ФРАГМЕНТ ТЕКСТА =>

--*--

Но что же такое сама человеческая личность с двумя аспектами «я», с самосознанием и творческой активностью? Что можем мы извлечь из современных напряженных разысканий в сфере психологии, чтобы осветить ее «сущность», ее «тайну»? И прежде всего – можно ли считать ее непроницаемой, замкнутой в себе? В тексте Халкидонских определений, в термине «ὑπόστασις» этот момент «закрытости» не имеет никаких оснований, ибо в этом понятии «ὑπόστασις» нет этого момента, а самостоятельность (τὸ καθ᾽ ἑυαυτό) не надо понимать абсолютно – иначе пришлось бы включать в систему христианства совершенно несоединимый с ним абсолютный плюрализм. Даже у Лейбница, монады, хотя и не имеют «окон», но зато заключают в себе весь мир и образуют живую систему11. Между тем ссылка на «непроницаемость» ипостасей часто встречается при обсуждении всей проблематики о человеческой природе во Христе Иисусе12.

--*--

ИСХОДНЫЕ ДАННЫЕ =>
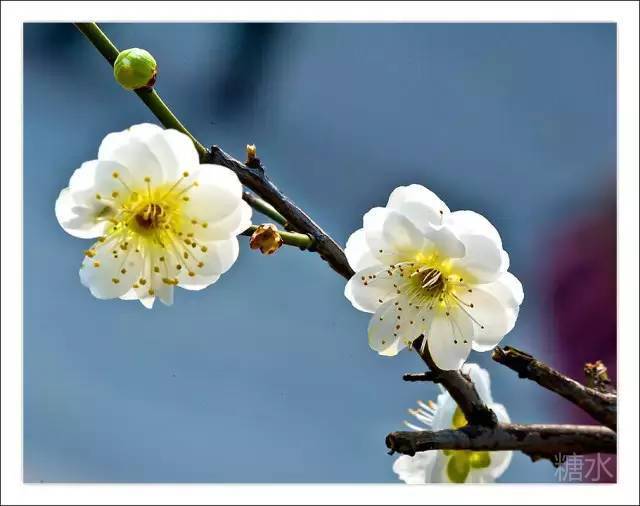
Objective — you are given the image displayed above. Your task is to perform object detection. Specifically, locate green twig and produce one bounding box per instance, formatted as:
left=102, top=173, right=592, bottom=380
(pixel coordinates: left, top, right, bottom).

--*--

ЗАДАНИЯ =>
a: Перепишите без изменений часть фрагмента о человеческой личности, которая начинается со слов «Но что же такое» и заканчивается словами «во Христе Иисусе12.».
b: Ответьте на вопросы по фрагменту о человеческой личности.
(i) Какой греческий термин из текста Халкидонских определений упомянут во фрагменте?
(ii) Что, согласно фрагменту, заключают в себе монады Лейбница, хотя и не имеют «окон»?
(iii) Что пришлось бы включить в систему христианства, если понимать самостоятельность абсолютно?

ОТВЕТЫ К ЗАДАНИЯМ =>
a:
Но что же такое сама человеческая личность с двумя аспектами «я», с самосознанием и творческой активностью? Что можем мы извлечь из современных напряженных разысканий в сфере психологии, чтобы осветить ее «сущность», ее «тайну»? И прежде всего – можно ли считать ее непроницаемой, замкнутой в себе? В тексте Халкидонских определений, в термине «ὑπόστασις» этот момент «закрытости» не имеет никаких оснований, ибо в этом понятии «ὑπόστασις» нет этого момента, а самостоятельность (τὸ καθ᾽ ἑυαυτό) не надо понимать абсолютно – иначе пришлось бы включать в систему христианства совершенно несоединимый с ним абсолютный плюрализм. Даже у Лейбница, монады, хотя и не имеют «окон», но зато заключают в себе весь мир и образуют живую систему11. Между тем ссылка на «непроницаемость» ипостасей часто встречается при обсуждении всей проблематики о человеческой природе во Христе Иисусе12.

b:
(i) «ὑπόστασις».
(ii) Весь мир.
(iii) Совершенно несоединимый с ним абсолютный плюрализм.